- Kurze Aufgabe 1 -
Schreiben Sie bitte im Text über Gabriele Münter die Stelle von „PROVENIENZ: Galerie Gunzenhauser, München.“ bis „Fotografie der Ausstellungswand).“ neu und setzen Sie dabei „Privatbesitz“ an die Stelle von „Privatsammlung“.
- Kurze Aufgabe 2 -
Fassen Sie den Absatz im Text über Gabriele Münter, der mit „Den ersten Unterricht erhält“ beginnt, als Stichpunktliste mit seinen wichtigsten Fakten zusammen.

PROVENIENZ: Galerie Gunzenhauser, München.
Privatsammlung Norddeutschland (1979 vom Vorgenannten erworben).

AUSSTELLUNG: Liljevalchs Konsthall, Stockholm 1917 (Annegret Hoberg/Helmut Friedel (Hrsg.), Gabriele Münter 1877-1962 Retrospektive, München 1992, S. 75 mit historischer Fotografie der Ausstellungswand).
Gabriele Münter 1908-1933,Wanderausstellung Bremen/Bochum 1933, Jena/Eisenach 1934, Altenburg/Stuttgart 1935, Nr. 26 (mit dem Ausstellungsaufkleber auf dem Keilrahmen).

Den ersten Unterricht erhält Gabriele Münter 1897 an der Düsseldorfer Damen-Kunstschule, die weitere Ausbildung im Künstlerinnen-Verein als Schülerin von M. Dasio und A. Jank. Anschließend geht sie nach München und besucht dort die Privatkunstschule "Phalanx"; Leiter der Schule ist Wassily Kandinsky. Mit ihm unternimmt Gabriele Münter ab 1904 viele Reisen u.a. nach Holland, Italien und Frankreich, wo sie Rousseau und Matisse kennenlernen. Stilistisch distanziert sich Münter nun vom Impressionismus und lässt in ihrem Werk Einflüsse der Fauves und der Expressionisten erkennen. Ein ruhigeres Leben beginnt ab 1908 in der mit Kandinsky gemeinsamen Wohnung in München. Mit Klee, Marc, Macke, Jawlensky und Marianne von Werefkin pflegen die beiden regen Kontakt. Für eine produktive künstlerische Zusammenarbeit ist das von Münter gekaufte Landhaus in Murnau die richtige Umgebung. 1909 beginnt die Künstlerin mit Hinterglasbildern, ein Medium, das später auch Kandinsky, Marc, Macke und Campendonk aufgreifen. Zwei Jahre lang ist Münter Mitglied in der "Neuen Künstlervereinigung München". Im Jahr 1911 tritt sie der von Kandinsky und Marc gegründeten Redaktion "Blauer Reiter" bei. Mit Interesse verfolgt Gabriele Münter Kandinskys abstrakte Bilder, bleibt jedoch selbst bei der figurativen Malerei. Ihre Landschaften, Figurenszenen und Porträts zeigen eine Reduktion auf das Wesentliche mit Hang zur humorvollen Charakterisierung.

- Vorliegende Daten -

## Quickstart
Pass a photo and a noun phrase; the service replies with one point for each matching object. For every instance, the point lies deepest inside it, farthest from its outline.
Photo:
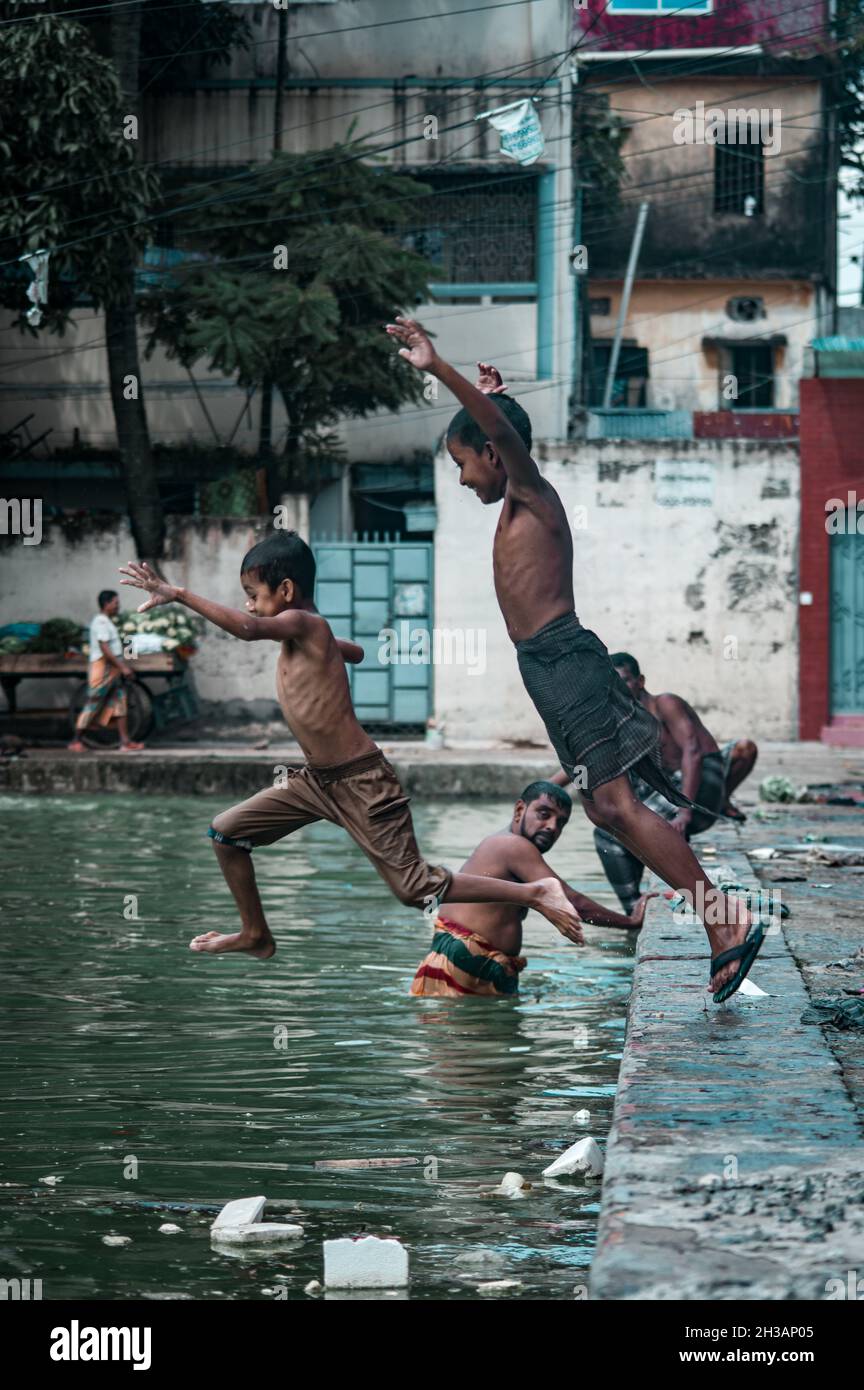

- Richtige Antwort 1 -
PROVENIENZ: Galerie Gunzenhauser, München.
Privatbesitz Norddeutschland (1979 vom Vorgenannten erworben).

AUSSTELLUNG: Liljevalchs Konsthall, Stockholm 1917 (Annegret Hoberg/Helmut Friedel (Hrsg.), Gabriele Münter 1877-1962 Retrospektive, München 1992, S. 75 mit historischer Fotografie der Ausstellungswand).

- Richtige Antwort 2 -
- 1897 erster Unterricht an der Düsseldorfer Damen-Kunstschule, weitere Ausbildung im Künstlerinnen-Verein bei M. Dasio und A. Jank
- In München Besuch der Privatkunstschule „Phalanx“ unter der Leitung von Wassily Kandinsky
- Ab 1904 mit Kandinsky viele Reisen, u. a. nach Holland, Italien und Frankreich, wo die beiden Rousseau und Matisse kennenlernen
- Stilistische Abkehr vom Impressionismus, Einflüsse der Fauves und der Expressionisten
- Ab 1908 ruhigeres Leben in der gemeinsamen Wohnung mit Kandinsky in München, reger Kontakt zu Klee, Marc, Macke, Jawlensky und Marianne von Werefkin
- Das von Münter gekaufte Landhaus in Murnau als passende Umgebung für produktive künstlerische Zusammenarbeit
- 1909 Beginn mit Hinterglasbildern, einem Medium, das später auch Kandinsky, Marc, Macke und Campendonk aufgreifen
- Zwei Jahre Mitglied der „Neuen Künstlervereinigung München“
- 1911 Beitritt zur von Kandinsky und Marc gegründeten Redaktion „Blauer Reiter“
- Verfolgt Kandinskys abstrakte Bilder mit Interesse, bleibt selbst aber bei der figurativen Malerei
- Landschaften, Figurenszenen und Porträts mit Reduktion auf das Wesentliche und Hang zur humorvollen Charakterisierung